§ **Data provided**:
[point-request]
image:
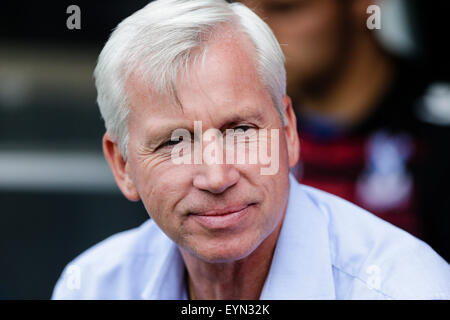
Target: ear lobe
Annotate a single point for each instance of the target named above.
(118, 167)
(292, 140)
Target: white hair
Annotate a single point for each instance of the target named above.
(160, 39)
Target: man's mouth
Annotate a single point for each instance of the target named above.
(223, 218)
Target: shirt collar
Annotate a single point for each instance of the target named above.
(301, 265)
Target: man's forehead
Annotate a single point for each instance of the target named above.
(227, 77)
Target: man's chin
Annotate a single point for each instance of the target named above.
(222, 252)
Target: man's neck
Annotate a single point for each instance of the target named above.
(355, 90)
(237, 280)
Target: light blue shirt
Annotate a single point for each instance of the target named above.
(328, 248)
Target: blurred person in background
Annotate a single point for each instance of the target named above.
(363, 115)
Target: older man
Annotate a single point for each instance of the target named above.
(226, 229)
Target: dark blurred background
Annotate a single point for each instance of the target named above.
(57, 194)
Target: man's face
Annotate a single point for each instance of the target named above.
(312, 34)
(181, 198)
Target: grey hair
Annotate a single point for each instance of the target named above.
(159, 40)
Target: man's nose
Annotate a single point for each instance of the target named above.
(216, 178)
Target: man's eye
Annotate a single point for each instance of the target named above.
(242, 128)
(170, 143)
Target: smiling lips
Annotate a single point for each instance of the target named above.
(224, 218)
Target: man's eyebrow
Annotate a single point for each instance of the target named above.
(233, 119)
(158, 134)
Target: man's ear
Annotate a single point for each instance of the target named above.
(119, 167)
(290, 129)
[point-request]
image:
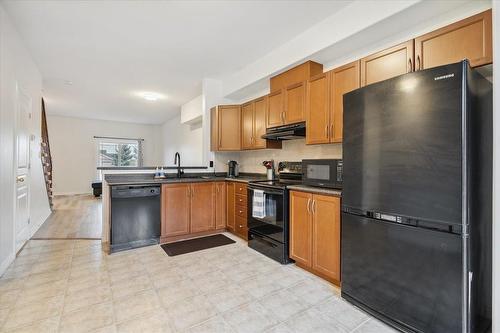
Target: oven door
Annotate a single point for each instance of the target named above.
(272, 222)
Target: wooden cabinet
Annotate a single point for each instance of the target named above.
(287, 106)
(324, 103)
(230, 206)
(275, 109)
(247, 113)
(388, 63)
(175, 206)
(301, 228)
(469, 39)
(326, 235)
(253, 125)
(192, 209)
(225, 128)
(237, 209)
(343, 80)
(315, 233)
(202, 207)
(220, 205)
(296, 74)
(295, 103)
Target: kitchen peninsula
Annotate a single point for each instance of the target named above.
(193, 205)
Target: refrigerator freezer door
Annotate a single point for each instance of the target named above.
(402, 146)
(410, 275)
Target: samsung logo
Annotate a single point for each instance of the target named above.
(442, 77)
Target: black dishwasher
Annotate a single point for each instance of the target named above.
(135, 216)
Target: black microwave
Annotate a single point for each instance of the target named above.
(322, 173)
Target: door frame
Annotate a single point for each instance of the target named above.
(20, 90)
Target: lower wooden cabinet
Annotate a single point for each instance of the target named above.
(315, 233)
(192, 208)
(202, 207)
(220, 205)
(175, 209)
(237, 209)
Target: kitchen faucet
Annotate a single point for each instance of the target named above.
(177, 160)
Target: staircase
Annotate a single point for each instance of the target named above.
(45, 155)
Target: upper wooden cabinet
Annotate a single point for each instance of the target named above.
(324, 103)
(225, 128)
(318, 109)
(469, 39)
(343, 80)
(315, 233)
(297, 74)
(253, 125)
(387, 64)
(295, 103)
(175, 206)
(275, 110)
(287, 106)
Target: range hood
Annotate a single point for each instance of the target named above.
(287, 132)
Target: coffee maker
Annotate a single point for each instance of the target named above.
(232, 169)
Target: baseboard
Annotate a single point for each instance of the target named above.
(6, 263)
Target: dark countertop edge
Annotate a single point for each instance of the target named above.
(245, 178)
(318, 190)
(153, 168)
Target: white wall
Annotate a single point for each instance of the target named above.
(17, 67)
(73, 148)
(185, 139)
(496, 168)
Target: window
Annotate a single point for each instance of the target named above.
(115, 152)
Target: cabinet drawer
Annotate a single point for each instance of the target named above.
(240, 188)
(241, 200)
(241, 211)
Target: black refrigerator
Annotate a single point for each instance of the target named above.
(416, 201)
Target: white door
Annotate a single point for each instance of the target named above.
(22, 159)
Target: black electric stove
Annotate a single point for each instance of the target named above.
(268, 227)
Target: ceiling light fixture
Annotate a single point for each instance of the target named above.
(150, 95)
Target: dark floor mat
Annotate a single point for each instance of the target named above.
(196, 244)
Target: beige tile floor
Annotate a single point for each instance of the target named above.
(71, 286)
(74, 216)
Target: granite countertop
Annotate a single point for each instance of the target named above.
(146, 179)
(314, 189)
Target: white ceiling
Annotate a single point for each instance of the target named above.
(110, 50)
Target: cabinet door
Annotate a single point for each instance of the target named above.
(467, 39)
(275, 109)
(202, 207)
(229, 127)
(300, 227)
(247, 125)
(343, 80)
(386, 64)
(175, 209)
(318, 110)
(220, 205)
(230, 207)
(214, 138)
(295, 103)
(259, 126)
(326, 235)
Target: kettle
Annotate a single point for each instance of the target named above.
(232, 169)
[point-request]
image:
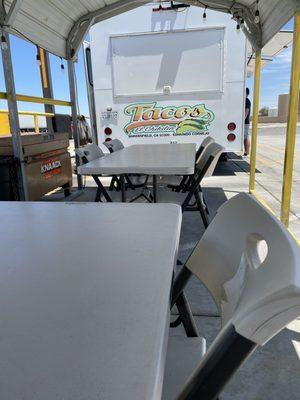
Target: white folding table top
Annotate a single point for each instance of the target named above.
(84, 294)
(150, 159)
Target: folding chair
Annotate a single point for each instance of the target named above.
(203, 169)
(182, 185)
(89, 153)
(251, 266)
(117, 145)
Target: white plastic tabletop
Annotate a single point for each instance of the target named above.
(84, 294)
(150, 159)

§ **Requirement**: Leave the pictures out and reproduce each record exactly as written.

§ **Expected output**:
[point-request]
image:
Target: ear lobe
Annotate a single point for each instance of the target named above.
(118, 167)
(292, 140)
Target: white hair
Annotate a single point for each instance of the target named above.
(160, 39)
Target: man's mouth
Annotate a single point for each instance of the target named above.
(223, 218)
Target: shirt collar
Annotate a single point for each instance of the target named above.
(301, 265)
Target: man's forehead
Annotate a single point for each instance of the target named above.
(227, 77)
Target: man's chin
Annotate a single point for each instance of the target named above.
(222, 252)
Target: man's neck
Annotate a single point for each instance of the target named above.
(355, 90)
(237, 280)
Target: light blue shirt
Annotate a single point for each instance of the target named above.
(328, 248)
Target: blurred person in background
Annotate a single point for each instance of the target named above.
(363, 115)
Target: older man
Annotate a single point for each instance of the target named above.
(226, 229)
Target: dark blurred background
Annotate a single point for each instance of the target named above.
(57, 194)
Target: man's face
Annotate a single point for each instance of the target named above.
(312, 34)
(181, 198)
Target: grey hair
Annotate a single point for each instance of the target named above.
(159, 40)
Target: man's nose
Annotate a single point for each instance of the target named above.
(216, 178)
Target: man's eye
Annotate a single point for each instance of the target named above.
(242, 128)
(170, 143)
Target: smiling lips
Annotate a single point for each instance of the target named above.
(224, 218)
Target: man's eyebrow
Annotate a single point for each instance of the target named above.
(233, 119)
(158, 134)
Target: man's ear
Annotate a single point for each instance of the target named above.
(119, 167)
(290, 129)
[point-request]
image:
Target: oven door
Annotate a single point for each instance of the target named above.
(272, 222)
Target: wooden cabinet
Annotate a single point for each instance of the target named above.
(287, 106)
(324, 103)
(230, 206)
(275, 109)
(247, 113)
(388, 63)
(175, 206)
(301, 228)
(469, 39)
(326, 235)
(253, 125)
(192, 209)
(225, 128)
(237, 209)
(343, 80)
(315, 233)
(202, 207)
(220, 205)
(296, 74)
(295, 103)
Target: kitchen peninsula
Annotate a single point for each instance of the target named above.
(193, 205)
Target: refrigerator freezer door
Annotate a single point for each instance of the target named above.
(402, 146)
(410, 275)
Target: samsung logo
Annotate a single point for each instance of the target named above.
(442, 77)
Target: black dishwasher
Annotate a single point for each instance of the target named above.
(135, 216)
Target: black microwave
Annotate a single point for each instance of the target named above.
(322, 173)
Target: door frame
Annotate a single point for each instance of the target named above.
(20, 90)
Target: lower wooden cabinet
Annotate a single point for each instance of the target named above.
(315, 233)
(192, 208)
(202, 207)
(220, 205)
(175, 209)
(237, 209)
Target: kitchen faucet
Annotate a single point for each instance of the target named above.
(177, 160)
Target: staircase
Annotate a single point for each instance of the target named above.
(45, 155)
Target: upper wooden cabinet
Annotate a single point for each instance of the target named above.
(324, 103)
(225, 128)
(318, 109)
(469, 39)
(343, 80)
(315, 233)
(297, 74)
(253, 125)
(387, 64)
(295, 103)
(175, 206)
(275, 110)
(287, 106)
Target: range hood
Annotate a single point for each instance of the target named above.
(287, 132)
Target: coffee maker
Annotate a single point for each instance of the target named above.
(232, 169)
Target: baseboard
Annotate a single point for each instance of the target named above.
(6, 263)
Target: dark countertop edge
Annotate a single point for each instance of the target named above.
(245, 178)
(318, 190)
(153, 168)
Target: white wall
Annotate a single point for each instance of the target named above.
(17, 67)
(73, 148)
(185, 139)
(496, 168)
Target: window
Annotate a single point for each instance of the target named above.
(115, 152)
Target: cabinet drawer
Annotate a single point for each instance of the target named above.
(240, 188)
(241, 200)
(241, 211)
Target: black refrigerator
Annotate a single point for each instance of the target named above.
(416, 201)
Target: white door
Annotate a single point for each instance of the target named above.
(22, 159)
Target: black electric stove
Annotate a single point for each instance of the target named above.
(268, 227)
Target: ceiling light fixture
Annotate a single point for each instance of the target named above.
(150, 95)
Target: dark floor mat
Annotate a single point for each instance of the target named above.
(196, 244)
Target: beige tile floor
Annotate a single point for each instance of the target named above.
(71, 286)
(74, 216)
Target: granite countertop
Annotate a single point for each instance of the target named above.
(146, 179)
(314, 189)
Target: white ceiling
Annotate a single point for each instance of the target named above.
(110, 50)
Target: cabinet door
Annotate a single point for each instance of the target named above.
(467, 39)
(275, 109)
(202, 207)
(229, 127)
(300, 227)
(247, 125)
(343, 80)
(386, 64)
(175, 209)
(318, 110)
(220, 205)
(230, 207)
(214, 138)
(295, 103)
(259, 126)
(326, 235)
Target: kettle
Annotate a single point for each instance of the target named above.
(232, 169)
[point-request]
image:
Target: white folding table top
Annotate a single point for each instance of the target named above.
(84, 294)
(150, 159)
Target: folding chair
Annotate a single point for each instance of the target named above.
(203, 169)
(182, 185)
(89, 153)
(251, 266)
(117, 145)
Target: white plastic tabletop
Annotate a single point for each instance of the target named above.
(84, 294)
(150, 159)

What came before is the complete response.